Consigne écrite 1 – Recopiez à l'identique les lignes de la liste, de la ligne contenant « Identify the puppy front » jusqu'à la fin de la liste, ces deux bornes incluses.

Extrait présenté –

+ + + + +

Entreprendre au féminin : le parcours des combattantes à Aubervilliers © CH

Organisation familiale compliquée, difficulté d’accès au financement, manque de confiance : l’entrepreneuriat reste plus compliqué pour les femmes, en 2023. À Aubervilliers, le forum Entreprendre au féminin met en lumière et accompagne ces combattantes.

Fanta Kanouté, 30 ans, a un projet bien précis : installer un food truck sur la place de la mairie pour proposer ses dibi sogo, une spécialité malienne qu’elle a adaptée. “J’ai fait une formation en cuisine gastronomique française, mais j’ai créé une cuisine qui me ressemble et allie les deux cultures“, explique-t-elle. La jeune entrepreneuse a été récompensée du premier prix du Forum, doté de quelques milliers d’euros. “C’est une super reconnaissance, je suis très heureuse parce que je vais pouvoir investir.”

Les femmes ont deux fois plus de chances de se voir refuser un prêt que les hommes

Au-delà du concours, le forum, organisé pour la seconde fois par la ville et les partenaires emploi, insertion et entrepreneuriat locaux (Miel (Maison de l’initiative locale, Adie, département, mission locale…), est surtout l’occasion d’animer un réseau de structures accompagnant les femmes qui veulent se lancer dans l’entrepreneuriat, pour franchir les obstacles. “Les femmes représentent 50% des porteurs de projet. Au bout de trois ans, plus de 70% de celles qui se sont lancées sont encore en activité. Mais seules 39% des femmes passent le cap de l’immatriculation“, souligne Lydia Tazamoucht, directrice adjointe à la Maison de l’initiative économique locale, la Miel.

+ + + + +

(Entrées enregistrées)
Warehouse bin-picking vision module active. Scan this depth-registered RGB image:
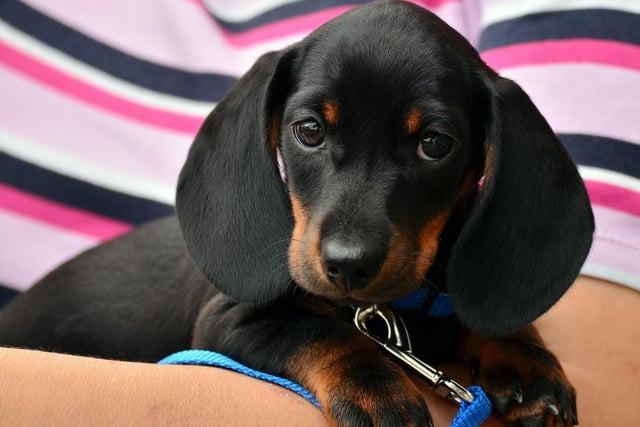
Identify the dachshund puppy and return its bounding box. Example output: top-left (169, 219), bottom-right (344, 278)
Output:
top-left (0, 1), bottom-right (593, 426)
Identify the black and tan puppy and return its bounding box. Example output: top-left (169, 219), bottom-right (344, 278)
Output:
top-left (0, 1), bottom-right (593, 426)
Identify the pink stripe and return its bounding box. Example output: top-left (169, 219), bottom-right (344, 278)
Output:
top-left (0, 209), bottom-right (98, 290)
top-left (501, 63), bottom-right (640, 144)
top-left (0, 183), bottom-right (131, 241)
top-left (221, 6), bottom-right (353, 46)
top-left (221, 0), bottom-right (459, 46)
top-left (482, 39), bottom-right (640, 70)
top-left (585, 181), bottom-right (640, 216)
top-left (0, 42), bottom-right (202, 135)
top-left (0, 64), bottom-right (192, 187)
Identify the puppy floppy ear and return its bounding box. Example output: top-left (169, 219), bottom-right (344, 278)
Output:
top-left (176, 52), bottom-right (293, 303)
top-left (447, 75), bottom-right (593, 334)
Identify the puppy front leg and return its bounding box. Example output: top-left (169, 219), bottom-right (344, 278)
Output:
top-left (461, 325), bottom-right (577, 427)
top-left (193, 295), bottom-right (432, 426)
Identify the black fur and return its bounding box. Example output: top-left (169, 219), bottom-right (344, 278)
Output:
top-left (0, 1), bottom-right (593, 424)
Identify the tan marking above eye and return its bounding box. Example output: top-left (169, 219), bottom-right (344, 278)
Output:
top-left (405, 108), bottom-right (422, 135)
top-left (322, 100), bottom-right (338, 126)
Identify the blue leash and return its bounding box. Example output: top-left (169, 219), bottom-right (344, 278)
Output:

+ + + + +

Consigne écrite 2 – Veuillez poursuivre l'article sur l'entrepreneuriat féminin à Aubervilliers à partir de sa dernière phrase.

Réponse attendue 1 –
Identify the puppy front leg and return its bounding box. Example output: top-left (169, 219), bottom-right (344, 278)
Output:
top-left (461, 325), bottom-right (577, 427)
top-left (193, 295), bottom-right (432, 426)
Identify the black fur and return its bounding box. Example output: top-left (169, 219), bottom-right (344, 278)
Output:
top-left (0, 1), bottom-right (593, 424)
Identify the tan marking above eye and return its bounding box. Example output: top-left (169, 219), bottom-right (344, 278)
Output:
top-left (405, 108), bottom-right (422, 135)
top-left (322, 100), bottom-right (338, 126)
Identify the blue leash and return its bounding box. Example output: top-left (169, 219), bottom-right (344, 278)
Output:

Réponse attendue 2 –
Un accès au financement plus difficile, avec plus de refus des banques

Cette association, dédiée à l’accompagnement à la création et au développement des TPE du territoire de Plaine Commune, propose depuis deux ans un programme spécifique pour les femmes, Essentielles, composé de formations à la carte. “Lorsque les porteuses de projet viennent nous voir, la grande différence, avec les hommes, est le sentiment de ne pas être légitime pour lancer son entreprise, pointe Lydia Tazamoucht. Pour la responsable, le premier frein reste toutefois” l’accès au financement“. Un constat que partage Julie Casanova, directrice territoriale de l’Adie (Association pour le droit à l’initiative économique) en Seine-Saint-Denis. “Selon une étude de l’Adie parue l’année dernière, l’accès au financement est le frein n°1 dans 51% des cas, loin devant l’articulation des temps de vie, le syndrome de l’imposteur, le manque de soutien de l’entourage ou le sexisme. Les femmes, ont, en effet, deux fois plus de probabilités de se voir refuser un prêt que les hommes“, indique-t-elle.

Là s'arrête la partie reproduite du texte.